TEXTO PROPORCIONADO:
Llegamos a Moynaq un poco cansados de no ver na’ xD , desierto y más desierto. Sólo atravesamos un par de poblaciones pequeñitas al principio, de resto era todo desierto.

Nuestro chófer nos llevó al  museo de la ciudad y nosotros le enseñamos la foto del cementerio de barcos, desesperados, pensando que no nos quería llevar. Encima nos dijo algo en ruso que interpretamos como “no, eso está  lejos, vamos al museo y a almorzar”.

Nos pusimos algo nerviosos así que nos montó en el coche y nos llevó hasta el ‘cementerio’ de barcos, al lugar que años antes estaba cubierto por el Mar de Aral, y que ahora está completamente seco gracias al “buen hacer” humano.

Bajamos hasta los barcos y nos dimos cuenta que lo que realmente dijo el señor era “eso no está lejos, primero vamos al museo y a descansar, barcos después” xD nivel de ruso TOP xDD

Llegaron dos parejitas que pidieron a mi acompañante una foto juntos y mi piojo pegao les pidió lo mismo, siempre haciendo amigos… jejej el caso es que cuando le dio su móvil exclamaron “oh iPhone”, creemos que nunca habían visto uno.

TAREA 1:
Indica si cada afirmación coincide con el texto sobre Moynaq. Responde sí o no y cita literalmente las palabras del texto que lo deciden.
(a) En el camino a Moynaq atravesaron muchas poblaciones grandes.
(b) El lugar donde están los barcos estuvo antes cubierto por el Mar de Aral.
(c) El chófer dijo en realidad que el cementerio de barcos estaba lejos.
TAREA 2: Reproduce el fragmento del texto sobre Moynaq que va desde "Nos pusimos algo" hasta "habían visto uno.", ambos incluidos.
Los datos no son necesarios.

DATOS PROPORCIONADOS:
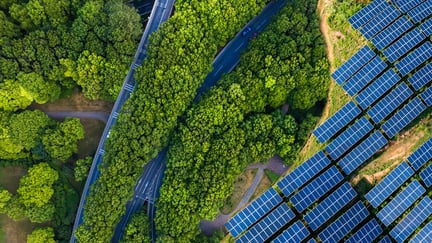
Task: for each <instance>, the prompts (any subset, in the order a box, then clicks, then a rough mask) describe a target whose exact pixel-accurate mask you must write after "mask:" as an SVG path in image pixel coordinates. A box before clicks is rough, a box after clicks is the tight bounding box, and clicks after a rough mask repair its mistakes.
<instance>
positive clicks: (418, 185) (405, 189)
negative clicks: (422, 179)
mask: <svg viewBox="0 0 432 243" xmlns="http://www.w3.org/2000/svg"><path fill="white" fill-rule="evenodd" d="M425 192H426V189H425V188H424V187H423V186H422V185H420V182H418V181H417V180H414V181H413V182H411V183H410V184H409V185H408V186H407V187H405V189H404V190H403V191H402V192H400V193H399V194H398V195H397V196H396V197H395V198H394V199H393V200H391V201H390V202H389V203H388V204H387V205H386V206H385V207H384V208H383V209H381V211H379V212H378V213H377V214H376V216H377V217H378V218H379V219H380V220H381V222H382V223H383V224H384V225H385V226H389V225H390V224H391V223H393V221H395V220H396V219H397V218H398V217H399V216H401V215H402V214H403V213H404V212H405V211H406V210H407V209H408V208H409V207H410V206H411V205H412V204H413V203H414V202H415V201H417V199H419V198H420V197H421V195H423V194H424V193H425Z"/></svg>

RESPUESTA ESCRITA 1:
(a) No: «Sólo atravesamos un par de poblaciones pequeñitas al principio».
(b) Sí: «al lugar que años antes estaba cubierto por el Mar de Aral».
(c) No: «lo que realmente dijo el señor era “eso no está lejos, primero vamos al museo y a descansar, barcos después”».

RESPUESTA ESCRITA 2:
Nos pusimos algo nerviosos así que nos montó en el coche y nos llevó hasta el ‘cementerio’ de barcos, al lugar que años antes estaba cubierto por el Mar de Aral, y que ahora está completamente seco gracias al “buen hacer” humano.

Bajamos hasta los barcos y nos dimos cuenta que lo que realmente dijo el señor era “eso no está lejos, primero vamos al museo y a descansar, barcos después” xD nivel de ruso TOP xDD

Llegaron dos parejitas que pidieron a mi acompañante una foto juntos y mi piojo pegao les pidió lo mismo, siempre haciendo amigos… jejej el caso es que cuando le dio su móvil exclamaron “oh iPhone”, creemos que nunca habían visto uno.